* Text passage
==================================================

We have read in the Gospel of Luke of the birth
and life on earth of its Founder. The birthplace, however, of the movement
recorded in the Acts was really an upper room in Jerusalem, its time was the
feast of Pentecost, and its first company numbered one hundred and twenty
souls. But the number of its adherents in that city swelled to upwards of three
thousand ere its first day had closed. And that remarkable result was effected
simply by preaching the Gospel of the grace of God. Soon the company numbered
five thousand. Priests and people in Jerusalem and Judsea, and subsequently men
and women of wealth and position elsewhere, came under the sound of the
preached Word, felt its power, and bowed to it as the truth of God. Never
before had people of all classes and various creeds in such numbers given heed
to a message from heaven.
That a history should be written of such a
movement need not surprise us. But, as with another remarkable movement fifteen
centuries earlier, only one history has in each case come down, written in the
latter case by an eyewitness, and in the former by a contemporary of that which
he records.
Profane history of their several dates, as far as preserved
to our day, knows little or nothing of the marvels that the inspired historians
record. Nor is this to be wondered at. For as with Israel at the Exodus, so
with Christians in apostolic times, the conflict lay between them and the
ruling powers of their day. Naturally, chroniclers of those times, who recorded
the victories of their rulers, were little likely to hand down records of their
defeats. And such there were in connection with the struggles against the
emancipation of the Israelites, as well as against the rise and spread of
Christianity. An authentic history, however, we have of both these epochs.
Inspired histories we have to call them, because written under the guidance and
by the direction of the Holy Ghost.
Remarkable indeed, as we have called
it, was the first movement we have referred to, because it was the springing
up, as it were, suddenly of a nation into political existence, with a country
in prospect to which they were marching. Yet the second movement was the more
remarkable, since it was the taking out of nations of a people to be gathered
only to the Lord. In the former case it was the dawn of political life of a
nation, born, as it were, in a day. In the latter it was the calling out of an
assembly, limited to no country, peculiar to no race, embracing men and women
of different nationalities, formerly practising diverse religious rites, and
the blending them into one company, uniting all by the tie of spiritual
brotherhood, and knitting them close together as members of that one body of
which the Head was the crucified One in heaven. Marvellous were some facts in
connection with each. The Red Sea had been divided for the passage of the
Israelitish host, and the waters of the Jordan were arrested to let the people
go over dryshod. That night in the sea and that day in the river channel were
surely never forgotten by those who were present. And night after night, too,
in the wilderness, a food, hitherto unknown on earth, and never again supplied
after Israel rested on the west of Jordan, fell around their camp wherever it
was pitched. Yet more marvellous were some of the facts connected with the
latter movement. Galilsean fishermen were heard suddenly speaking in languages
they had never learnt. They spoke intelligibly, and doubtless fluently. They
spoke in the ears of those in whose mother tongue they were expressing
themselves. These heard, they marvelled, and attested that the men were
speaking in the tongue in which each listener was born. Other marvels there
were; for, what had never been known, the shadow of Peter passing along the
street was eagerly desired by sick ones to overshadow them, and clothes from
Paul's body conveyed healing virtue to such as had need of it.

==================================================

* What is expected
Carry on the passage on the book of Acts from its final sentence, in the same style. The entries that follow the passage on the book of Acts aren't needed for this.

* Given entries
==================================================

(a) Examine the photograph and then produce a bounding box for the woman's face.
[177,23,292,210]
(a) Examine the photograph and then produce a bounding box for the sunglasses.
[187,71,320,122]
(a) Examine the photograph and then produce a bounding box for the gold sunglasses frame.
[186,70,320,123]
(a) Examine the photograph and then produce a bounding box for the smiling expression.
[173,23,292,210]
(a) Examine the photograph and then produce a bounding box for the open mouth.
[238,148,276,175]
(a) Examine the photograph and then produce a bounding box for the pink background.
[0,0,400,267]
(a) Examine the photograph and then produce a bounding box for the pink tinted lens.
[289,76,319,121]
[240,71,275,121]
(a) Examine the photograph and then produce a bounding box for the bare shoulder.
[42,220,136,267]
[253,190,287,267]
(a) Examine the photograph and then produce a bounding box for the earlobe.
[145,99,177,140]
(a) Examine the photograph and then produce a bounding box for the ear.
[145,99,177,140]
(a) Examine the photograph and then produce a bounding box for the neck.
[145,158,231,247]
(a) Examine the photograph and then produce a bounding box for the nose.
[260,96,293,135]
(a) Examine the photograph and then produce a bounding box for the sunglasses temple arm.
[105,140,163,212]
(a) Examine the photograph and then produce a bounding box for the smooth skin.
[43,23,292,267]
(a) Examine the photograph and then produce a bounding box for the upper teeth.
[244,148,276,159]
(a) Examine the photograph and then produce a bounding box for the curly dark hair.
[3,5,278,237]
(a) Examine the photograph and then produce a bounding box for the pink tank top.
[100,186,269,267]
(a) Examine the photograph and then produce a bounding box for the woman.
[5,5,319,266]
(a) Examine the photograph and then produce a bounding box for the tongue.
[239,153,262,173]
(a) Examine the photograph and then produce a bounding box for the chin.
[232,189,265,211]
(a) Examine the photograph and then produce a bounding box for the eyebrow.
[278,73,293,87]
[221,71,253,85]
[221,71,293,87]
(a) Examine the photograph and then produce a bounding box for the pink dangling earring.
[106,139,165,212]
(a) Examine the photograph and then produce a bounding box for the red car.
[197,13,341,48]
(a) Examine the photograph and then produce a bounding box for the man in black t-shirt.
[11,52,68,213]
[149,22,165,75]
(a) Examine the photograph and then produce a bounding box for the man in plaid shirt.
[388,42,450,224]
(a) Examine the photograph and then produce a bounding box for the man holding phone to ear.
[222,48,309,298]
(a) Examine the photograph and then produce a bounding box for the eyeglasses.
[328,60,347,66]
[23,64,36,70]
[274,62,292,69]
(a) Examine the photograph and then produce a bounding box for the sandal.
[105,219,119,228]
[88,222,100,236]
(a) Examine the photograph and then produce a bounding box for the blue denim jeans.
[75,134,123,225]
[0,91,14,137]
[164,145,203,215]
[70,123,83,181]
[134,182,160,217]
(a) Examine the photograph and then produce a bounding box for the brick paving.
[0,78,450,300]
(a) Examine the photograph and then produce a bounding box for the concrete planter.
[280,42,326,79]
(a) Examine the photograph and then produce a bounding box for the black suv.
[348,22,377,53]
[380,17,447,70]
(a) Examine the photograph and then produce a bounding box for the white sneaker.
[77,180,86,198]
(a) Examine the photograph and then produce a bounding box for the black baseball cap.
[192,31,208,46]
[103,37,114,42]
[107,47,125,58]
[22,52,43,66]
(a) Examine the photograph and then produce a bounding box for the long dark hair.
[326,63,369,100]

==================================================

* The output
Further,
the Apostles were imprisoned ; the doors were locked; the keepers outside were
on guard; yet the whole company, the Twelve, were brought out by angelic
agency, without the knowledge or suspicion of even one of the warders, who were
found in the morning to be guarding an empty gaol ! And the Apostles, thus set
free, were found continuing their mission, publicly speaking in the court of
the Temple "all the words of this life." The rulers now doubted, and well they
might, whereunto that would grow. Then Peter, arrested, and imprisoned by the
king, and chained to two soldiers to keep him safe, was set free in the hours
of night without one of his guards being aware of it. He walked out of the
prison unchallenged, and, accompanied by the angel, passed out by the iron gate
into the city, which had opened of its own accord. Bolts and bars, soldiers and
warders, were alike powerless to detain those whom the Lord would set free.
Divine power was working for and with the Christians.
Another startling
fact was recorded. The relentless persecutor of the new faith was suddenly
converted, and became a most zealous champion of the truth, confounding the
Jews as he reasoned with them. The work still spread wider and wider. Gentiles
were converted, and Christian assemblies began to be formed outside the land of
promise. What the rabble of Thessalonica declared was indeed true - the world
was being turned upside-down.
Then at Philippi Paul and Silas were
imprisoned, and their feet made fast in the stocks; and though their backs had
been lacerated by scourging, unjustly and unlawfully administered, and their
wounds remained undressed, yet their spirits were free, and prayers and praises
at night poured forth from their lips. The prisoners heard them. Suddenly an
earthquake took place. The doors were opened. Every one's bonds were loosed.
The prisoners were free. Yet none escaped. Of liberty, so dear to the captive,
no one availed himself. And, stranger than all, the jailor was found prostrate
before those two whose feet he had made fast in the stocks, anxiously inquiring
of them the way of salvation. Nor did he ask in vain. The enemy would, if
possible, stop the work in Philippi. It burst out afresh, where none would have
looked for it - inside the walls of that city's prison.
Then, too, the
energy of faith, as displayed in the Acts, must not be forgotten. We see the
disciples, when threatened with the rulers at Jerusalem, kneeling together in
prayer for boldness to speak the Word. And Paul, stoned one day at Lystra, and
drawn out of the city for dead, departed on the next day to preach the Gospel
in Derbe. Nothing damped their energies or chilled their ardour. And what shall
we say of manifestations of grace - as Stephen praying for his murderers, and
Paul and Silas preserving the jailor from impending self-destruction? Ere
closing, we must call attention, first, to that touching scene of men, women,
and children on their knees on the shore at Tyre, under the open canopy of
heaven, commending Paul and his company to the Lord - an open-air
prayer-meeting on no common occasion; and, next, to that last meal on board the
vessel within sound of breakers, yet not in sight of land, when Paul encouraged
the toiling, half-famished company to take food, his faith in the promise of
God imparting confidence to all on board.
No romance could be more
thickly studded with incidents of. the deepest interest than this short,
simple, yet truthful narrative of St. Luke, destitute as it is of any
rhetorical flourish or wordy embellishment. A history he has, under God, given
us which we venture to say is without parallel in the ordinary writings of men.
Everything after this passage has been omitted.